→ **INSTRUCTIONS FOR THE TASK**
Rewrite the rows below from the line with "Keep to two rules. Tag each instance of the car taillight" up to and including the line with "x=629 y=453", keeping every line. Increase each x and y coordinate in the answer points by 28, and leave all other numbers unchanged.

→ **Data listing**

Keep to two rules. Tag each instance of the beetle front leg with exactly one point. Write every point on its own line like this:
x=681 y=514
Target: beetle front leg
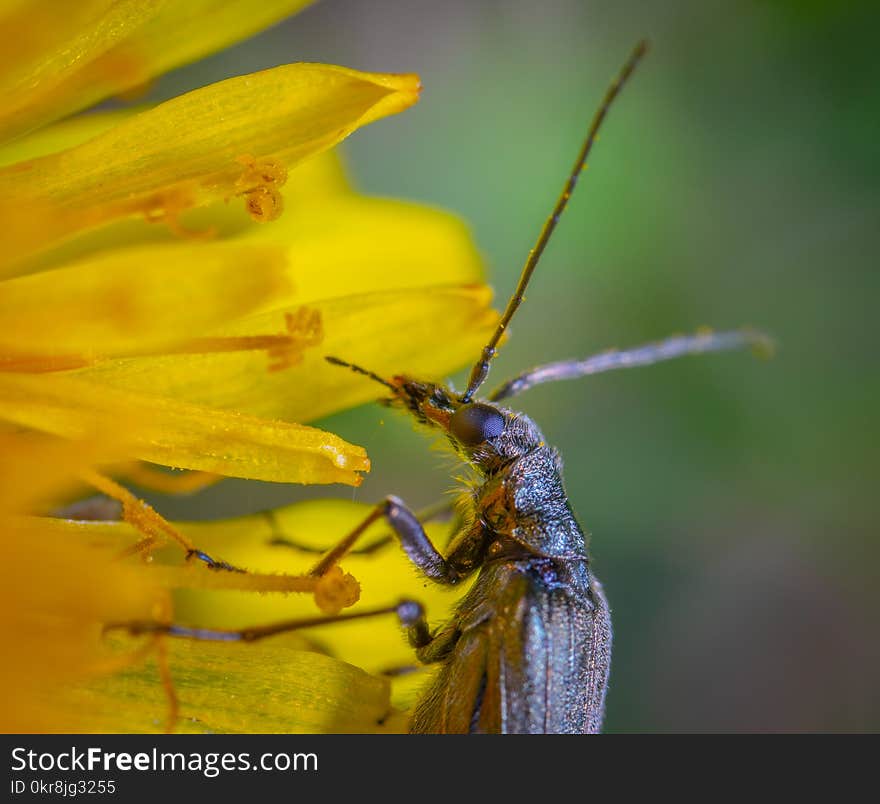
x=412 y=537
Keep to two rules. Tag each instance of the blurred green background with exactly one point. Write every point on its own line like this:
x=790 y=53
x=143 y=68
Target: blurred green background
x=732 y=501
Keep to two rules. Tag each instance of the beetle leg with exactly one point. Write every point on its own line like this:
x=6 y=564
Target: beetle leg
x=409 y=612
x=280 y=539
x=411 y=535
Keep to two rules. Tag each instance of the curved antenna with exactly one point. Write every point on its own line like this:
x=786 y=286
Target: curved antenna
x=481 y=369
x=358 y=370
x=676 y=346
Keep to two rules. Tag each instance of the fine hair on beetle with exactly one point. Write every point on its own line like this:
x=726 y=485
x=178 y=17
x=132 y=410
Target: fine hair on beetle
x=528 y=647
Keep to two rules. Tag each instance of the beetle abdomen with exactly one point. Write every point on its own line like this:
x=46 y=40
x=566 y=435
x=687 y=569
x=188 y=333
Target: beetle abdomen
x=539 y=664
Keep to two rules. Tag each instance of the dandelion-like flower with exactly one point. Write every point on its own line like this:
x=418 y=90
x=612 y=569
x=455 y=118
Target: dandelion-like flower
x=170 y=281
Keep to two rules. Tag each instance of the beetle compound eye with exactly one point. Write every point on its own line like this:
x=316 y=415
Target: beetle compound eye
x=474 y=424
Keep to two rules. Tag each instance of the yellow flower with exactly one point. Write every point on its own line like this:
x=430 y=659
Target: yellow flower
x=172 y=278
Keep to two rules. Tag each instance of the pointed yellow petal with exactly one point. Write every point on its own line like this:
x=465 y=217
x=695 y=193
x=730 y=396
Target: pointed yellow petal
x=426 y=332
x=357 y=244
x=62 y=57
x=260 y=688
x=236 y=138
x=134 y=301
x=178 y=434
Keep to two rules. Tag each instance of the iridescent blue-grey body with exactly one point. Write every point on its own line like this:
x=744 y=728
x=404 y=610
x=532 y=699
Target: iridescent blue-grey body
x=528 y=648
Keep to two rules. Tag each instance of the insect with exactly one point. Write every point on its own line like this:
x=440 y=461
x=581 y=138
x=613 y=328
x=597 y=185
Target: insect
x=528 y=648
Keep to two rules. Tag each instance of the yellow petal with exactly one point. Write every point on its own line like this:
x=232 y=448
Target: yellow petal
x=234 y=138
x=56 y=594
x=310 y=193
x=62 y=57
x=181 y=435
x=426 y=332
x=133 y=301
x=385 y=577
x=357 y=244
x=265 y=687
x=45 y=43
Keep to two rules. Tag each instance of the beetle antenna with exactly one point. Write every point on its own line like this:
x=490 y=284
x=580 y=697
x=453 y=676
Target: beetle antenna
x=481 y=369
x=358 y=370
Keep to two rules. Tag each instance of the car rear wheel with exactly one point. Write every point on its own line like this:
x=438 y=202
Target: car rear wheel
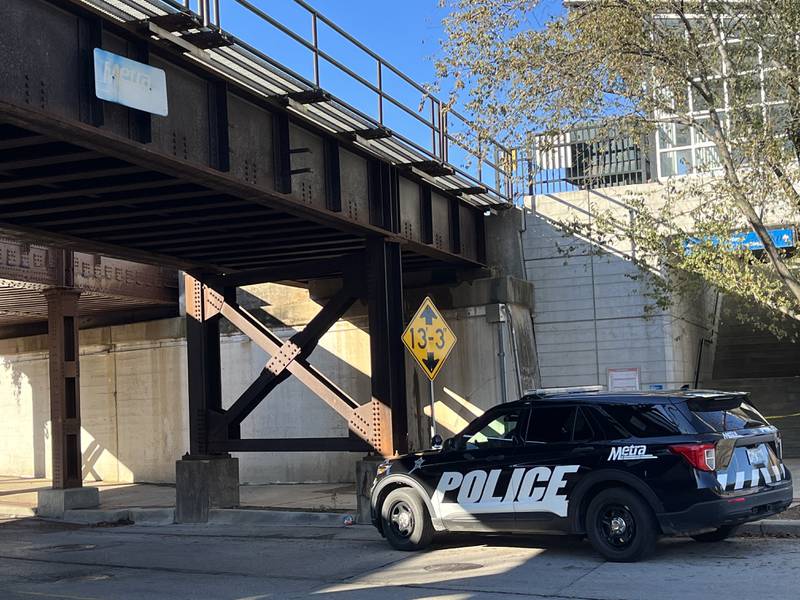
x=717 y=535
x=406 y=522
x=621 y=526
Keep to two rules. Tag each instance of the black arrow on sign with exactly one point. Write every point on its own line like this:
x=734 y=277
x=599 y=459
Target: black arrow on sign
x=430 y=362
x=428 y=315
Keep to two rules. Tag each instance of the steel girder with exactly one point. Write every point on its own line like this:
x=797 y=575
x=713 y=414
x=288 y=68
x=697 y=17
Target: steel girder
x=377 y=425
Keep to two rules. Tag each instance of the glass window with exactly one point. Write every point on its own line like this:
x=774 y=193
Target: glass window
x=583 y=431
x=498 y=429
x=638 y=420
x=730 y=419
x=550 y=424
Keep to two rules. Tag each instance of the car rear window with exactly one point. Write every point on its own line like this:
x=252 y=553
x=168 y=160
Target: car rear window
x=638 y=420
x=718 y=416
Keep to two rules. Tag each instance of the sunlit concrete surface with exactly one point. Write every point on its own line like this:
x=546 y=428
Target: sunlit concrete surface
x=46 y=560
x=18 y=496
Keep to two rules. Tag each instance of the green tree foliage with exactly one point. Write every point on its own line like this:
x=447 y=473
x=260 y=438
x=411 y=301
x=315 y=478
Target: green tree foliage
x=727 y=70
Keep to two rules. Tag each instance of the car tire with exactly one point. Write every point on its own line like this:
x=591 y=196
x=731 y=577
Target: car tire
x=717 y=535
x=405 y=519
x=621 y=526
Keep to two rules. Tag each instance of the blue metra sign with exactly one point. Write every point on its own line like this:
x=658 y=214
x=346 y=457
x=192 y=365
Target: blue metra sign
x=130 y=83
x=782 y=237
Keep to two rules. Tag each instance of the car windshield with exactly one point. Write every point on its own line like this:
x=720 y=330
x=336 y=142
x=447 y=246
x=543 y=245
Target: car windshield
x=498 y=429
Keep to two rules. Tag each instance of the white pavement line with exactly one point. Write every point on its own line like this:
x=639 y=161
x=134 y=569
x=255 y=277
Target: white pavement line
x=589 y=572
x=165 y=569
x=465 y=590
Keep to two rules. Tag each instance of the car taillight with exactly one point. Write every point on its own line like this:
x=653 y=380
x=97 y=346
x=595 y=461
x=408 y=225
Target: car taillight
x=700 y=456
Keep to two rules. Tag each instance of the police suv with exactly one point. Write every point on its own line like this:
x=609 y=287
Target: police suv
x=620 y=468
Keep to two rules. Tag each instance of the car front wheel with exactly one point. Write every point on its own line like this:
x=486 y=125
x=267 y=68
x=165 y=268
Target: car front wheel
x=621 y=526
x=406 y=523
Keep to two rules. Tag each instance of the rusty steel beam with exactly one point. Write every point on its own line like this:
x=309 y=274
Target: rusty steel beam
x=65 y=415
x=115 y=203
x=387 y=356
x=348 y=444
x=216 y=430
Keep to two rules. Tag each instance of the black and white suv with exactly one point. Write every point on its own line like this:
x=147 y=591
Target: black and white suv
x=621 y=468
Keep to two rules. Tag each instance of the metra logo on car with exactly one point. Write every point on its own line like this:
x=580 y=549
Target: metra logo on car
x=629 y=453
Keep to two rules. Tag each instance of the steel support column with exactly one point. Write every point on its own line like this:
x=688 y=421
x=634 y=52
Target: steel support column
x=65 y=408
x=205 y=379
x=385 y=304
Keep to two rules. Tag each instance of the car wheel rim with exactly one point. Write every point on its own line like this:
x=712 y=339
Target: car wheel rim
x=617 y=525
x=401 y=518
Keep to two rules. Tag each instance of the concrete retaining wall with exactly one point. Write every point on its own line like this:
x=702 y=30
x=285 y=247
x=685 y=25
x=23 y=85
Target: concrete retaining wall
x=134 y=391
x=591 y=307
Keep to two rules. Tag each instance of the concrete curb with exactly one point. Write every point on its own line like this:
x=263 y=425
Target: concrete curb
x=217 y=516
x=771 y=528
x=94 y=516
x=234 y=516
x=152 y=516
x=16 y=512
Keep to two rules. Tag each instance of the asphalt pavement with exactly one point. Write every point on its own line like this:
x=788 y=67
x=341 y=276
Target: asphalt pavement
x=41 y=559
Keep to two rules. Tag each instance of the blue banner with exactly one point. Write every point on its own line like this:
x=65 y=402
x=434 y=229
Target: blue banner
x=136 y=85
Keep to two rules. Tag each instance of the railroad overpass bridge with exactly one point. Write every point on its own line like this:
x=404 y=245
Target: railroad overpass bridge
x=255 y=173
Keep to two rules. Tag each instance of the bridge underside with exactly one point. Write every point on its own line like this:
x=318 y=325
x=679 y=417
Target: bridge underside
x=234 y=188
x=78 y=197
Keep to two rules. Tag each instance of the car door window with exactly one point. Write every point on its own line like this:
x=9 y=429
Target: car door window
x=499 y=429
x=583 y=431
x=551 y=424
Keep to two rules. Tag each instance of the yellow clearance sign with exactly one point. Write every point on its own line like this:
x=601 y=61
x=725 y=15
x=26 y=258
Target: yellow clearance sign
x=429 y=339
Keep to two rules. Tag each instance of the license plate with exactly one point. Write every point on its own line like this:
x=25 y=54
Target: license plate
x=757 y=456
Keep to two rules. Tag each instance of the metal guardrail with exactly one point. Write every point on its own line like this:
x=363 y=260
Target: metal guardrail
x=484 y=173
x=583 y=159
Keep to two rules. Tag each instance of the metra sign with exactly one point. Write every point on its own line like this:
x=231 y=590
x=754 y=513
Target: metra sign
x=136 y=85
x=782 y=237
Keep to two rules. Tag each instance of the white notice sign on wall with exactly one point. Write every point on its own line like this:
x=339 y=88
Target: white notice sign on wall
x=623 y=380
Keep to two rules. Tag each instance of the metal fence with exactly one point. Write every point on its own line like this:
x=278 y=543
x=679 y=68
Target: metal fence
x=580 y=159
x=426 y=124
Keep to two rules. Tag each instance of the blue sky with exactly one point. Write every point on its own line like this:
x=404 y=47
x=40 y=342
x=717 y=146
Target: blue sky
x=406 y=33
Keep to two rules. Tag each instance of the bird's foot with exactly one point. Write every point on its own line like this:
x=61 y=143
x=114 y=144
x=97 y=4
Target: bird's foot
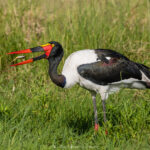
x=96 y=127
x=106 y=132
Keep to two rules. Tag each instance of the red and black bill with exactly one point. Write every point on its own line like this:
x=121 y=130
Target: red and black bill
x=43 y=48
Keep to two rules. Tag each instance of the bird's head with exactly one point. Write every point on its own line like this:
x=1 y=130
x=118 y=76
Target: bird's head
x=51 y=49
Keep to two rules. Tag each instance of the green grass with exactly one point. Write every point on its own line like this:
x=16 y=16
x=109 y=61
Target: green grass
x=34 y=113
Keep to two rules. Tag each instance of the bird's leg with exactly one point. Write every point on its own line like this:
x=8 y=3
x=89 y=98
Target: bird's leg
x=104 y=97
x=104 y=110
x=95 y=111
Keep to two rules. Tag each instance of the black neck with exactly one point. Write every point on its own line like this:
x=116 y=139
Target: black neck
x=59 y=80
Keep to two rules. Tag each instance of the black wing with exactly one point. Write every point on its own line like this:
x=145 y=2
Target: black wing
x=104 y=72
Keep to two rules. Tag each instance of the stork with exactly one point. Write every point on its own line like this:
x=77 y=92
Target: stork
x=101 y=71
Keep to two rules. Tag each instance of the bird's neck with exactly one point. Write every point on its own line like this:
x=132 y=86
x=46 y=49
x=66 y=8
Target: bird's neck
x=58 y=79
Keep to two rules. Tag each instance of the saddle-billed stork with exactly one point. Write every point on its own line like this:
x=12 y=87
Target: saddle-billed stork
x=101 y=71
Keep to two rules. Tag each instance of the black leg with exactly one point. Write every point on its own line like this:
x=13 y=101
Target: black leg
x=95 y=111
x=104 y=110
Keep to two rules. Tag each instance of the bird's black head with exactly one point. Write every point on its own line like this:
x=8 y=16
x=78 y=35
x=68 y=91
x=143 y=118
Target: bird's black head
x=52 y=49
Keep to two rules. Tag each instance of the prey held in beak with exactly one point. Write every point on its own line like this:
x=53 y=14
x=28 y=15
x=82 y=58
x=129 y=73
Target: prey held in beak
x=43 y=48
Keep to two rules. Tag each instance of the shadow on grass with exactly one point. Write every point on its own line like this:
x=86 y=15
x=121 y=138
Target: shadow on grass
x=80 y=125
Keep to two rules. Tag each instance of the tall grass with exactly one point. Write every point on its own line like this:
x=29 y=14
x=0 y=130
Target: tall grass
x=34 y=113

→ **WRITTEN SOLUTION**
Keep to two rules. Tag each instance of the car taillight with exactly one point. Write every point on its own line like this:
x=653 y=380
x=97 y=346
x=595 y=461
x=408 y=225
Target: car taillight
x=728 y=484
Keep to two rules. Tag each instance of the police suv with exactly one point. Write every point on its own line like this:
x=609 y=287
Target: police suv
x=648 y=496
Keep to two rules. Tag each instance of the car front wheel with exactly one point. Write every point on its own line like this:
x=486 y=125
x=267 y=68
x=165 y=268
Target: car front wheel
x=649 y=554
x=434 y=551
Keep to two rules. Tag each instance of the rusty steel beam with exactly one point. Write every point on its own line like this:
x=309 y=274
Target: rusty steel beam
x=93 y=443
x=143 y=231
x=415 y=384
x=376 y=472
x=244 y=458
Keep to two rules. Tag each instance of the black and white suv with exactly one point. Write every point on its own line like this:
x=147 y=591
Target: black and white suv
x=649 y=496
Keep to two rules. Tag each instance of the metra logo on car with exactly one point. Write every point on its own line like this:
x=580 y=549
Target: metra logo on car
x=657 y=481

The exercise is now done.